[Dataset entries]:
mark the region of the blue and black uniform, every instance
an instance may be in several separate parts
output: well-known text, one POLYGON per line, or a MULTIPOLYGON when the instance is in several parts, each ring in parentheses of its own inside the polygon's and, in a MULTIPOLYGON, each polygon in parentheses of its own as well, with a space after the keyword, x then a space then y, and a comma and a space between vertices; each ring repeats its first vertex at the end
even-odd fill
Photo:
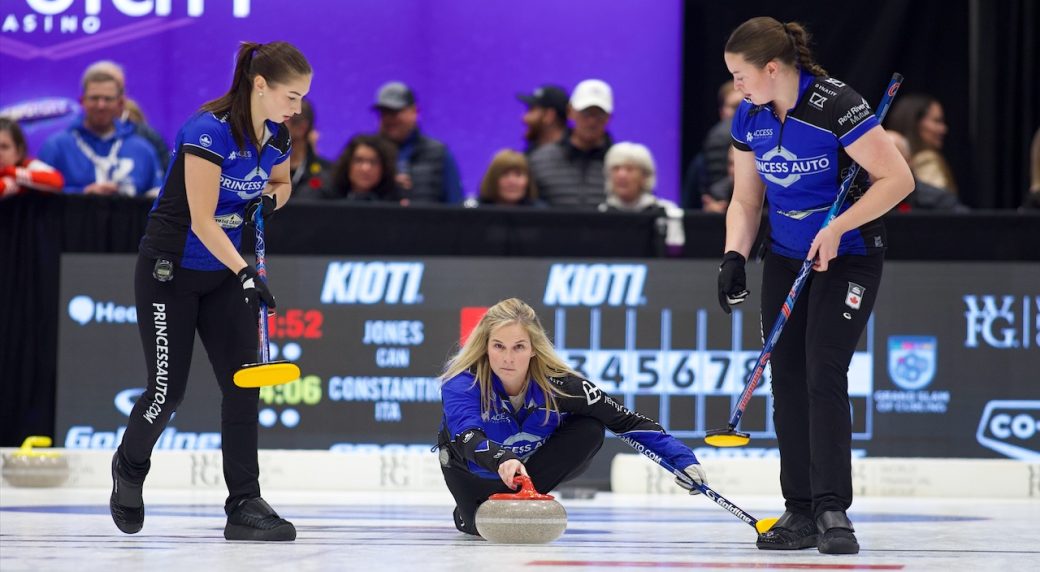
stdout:
POLYGON ((177 134, 162 189, 148 216, 134 277, 138 328, 148 364, 148 387, 137 400, 119 448, 124 475, 143 481, 152 448, 184 397, 198 330, 209 355, 221 401, 221 447, 228 486, 225 510, 260 496, 257 464, 259 391, 234 384, 234 372, 256 361, 256 316, 244 303, 235 274, 191 230, 185 158, 195 155, 220 167, 214 213, 238 246, 246 206, 260 196, 275 165, 289 158, 289 133, 268 121, 260 149, 239 148, 226 117, 200 113, 177 134))
MULTIPOLYGON (((733 145, 755 154, 769 210, 763 326, 775 323, 838 195, 851 164, 844 148, 878 125, 852 88, 805 71, 784 121, 772 104, 745 101, 737 109, 733 145)), ((842 212, 868 186, 861 171, 842 212)), ((841 237, 828 270, 810 274, 770 357, 780 483, 790 512, 815 518, 852 504, 848 368, 877 297, 885 241, 880 220, 841 237)))
POLYGON ((513 492, 498 475, 510 459, 524 463, 536 489, 548 492, 588 467, 603 445, 606 427, 637 449, 660 455, 673 467, 697 464, 693 451, 653 420, 630 411, 591 381, 574 376, 550 378, 559 393, 556 411, 545 392, 529 383, 523 404, 514 407, 498 376, 492 374, 494 408, 481 414, 480 385, 464 372, 441 388, 444 419, 438 437, 441 471, 458 505, 455 525, 477 534, 477 507, 495 493, 513 492))

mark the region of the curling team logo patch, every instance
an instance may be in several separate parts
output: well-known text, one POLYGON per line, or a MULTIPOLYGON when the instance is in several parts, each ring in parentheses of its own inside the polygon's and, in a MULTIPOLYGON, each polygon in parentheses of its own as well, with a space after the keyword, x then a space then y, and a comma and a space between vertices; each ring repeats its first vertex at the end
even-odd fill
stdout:
POLYGON ((935 377, 935 336, 888 338, 888 375, 900 389, 924 389, 935 377))

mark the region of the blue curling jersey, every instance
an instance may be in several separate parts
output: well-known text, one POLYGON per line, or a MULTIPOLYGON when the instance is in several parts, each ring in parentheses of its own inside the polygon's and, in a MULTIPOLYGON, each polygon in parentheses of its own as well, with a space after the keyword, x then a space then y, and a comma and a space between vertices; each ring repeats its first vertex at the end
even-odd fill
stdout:
POLYGON ((192 270, 226 269, 191 230, 184 179, 185 156, 195 155, 220 166, 220 187, 213 189, 219 193, 213 216, 238 247, 242 242, 246 205, 260 196, 271 178, 271 170, 286 161, 289 152, 289 130, 283 124, 265 122, 264 140, 259 150, 248 140, 245 149, 239 149, 227 115, 218 117, 202 112, 192 117, 177 133, 170 168, 148 215, 141 253, 152 258, 169 258, 192 270))
POLYGON ((450 451, 451 461, 486 479, 498 479, 491 470, 507 458, 526 460, 552 438, 556 429, 572 415, 598 419, 622 440, 642 452, 649 450, 673 467, 682 470, 697 463, 697 457, 678 439, 651 419, 629 410, 586 379, 573 376, 551 378, 550 382, 565 396, 556 396, 558 412, 546 419, 546 397, 536 383, 529 383, 524 404, 514 409, 498 376, 492 374, 494 409, 484 418, 480 413, 480 385, 473 374, 464 372, 449 379, 441 388, 444 419, 439 445, 450 451), (471 443, 471 439, 478 441, 471 443), (466 446, 475 451, 466 454, 466 446), (500 451, 508 453, 505 457, 500 451), (480 453, 490 453, 484 463, 476 462, 480 453), (491 461, 491 459, 494 461, 491 461))
MULTIPOLYGON (((766 184, 773 251, 804 259, 820 230, 852 160, 845 153, 878 126, 870 104, 845 83, 801 72, 798 102, 784 122, 771 104, 744 101, 733 117, 731 135, 739 151, 755 154, 755 168, 766 184)), ((869 186, 860 170, 842 206, 844 212, 869 186)), ((885 248, 880 219, 841 237, 838 254, 871 254, 885 248)))

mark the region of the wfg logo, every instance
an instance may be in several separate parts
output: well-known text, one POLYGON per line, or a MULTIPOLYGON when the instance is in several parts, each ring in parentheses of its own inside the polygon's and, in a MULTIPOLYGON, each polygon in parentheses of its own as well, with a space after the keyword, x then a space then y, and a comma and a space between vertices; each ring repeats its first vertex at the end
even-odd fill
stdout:
POLYGON ((979 347, 981 338, 997 349, 1028 348, 1040 344, 1036 325, 1040 322, 1040 297, 964 296, 968 309, 964 312, 967 336, 964 347, 979 347), (1021 311, 1021 314, 1019 314, 1021 311), (1019 315, 1021 320, 1019 320, 1019 315), (1037 339, 1034 339, 1036 336, 1037 339))
POLYGON ((321 289, 323 304, 418 304, 422 262, 332 262, 321 289))
POLYGON ((553 264, 546 306, 638 306, 646 303, 645 264, 553 264))
POLYGON ((975 438, 1012 459, 1040 461, 1040 401, 990 401, 975 438))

[What you are asked to do]: Across the preceding records, count the lines with the word "blue" in them and give that figure alone.

[Exercise answer]: 2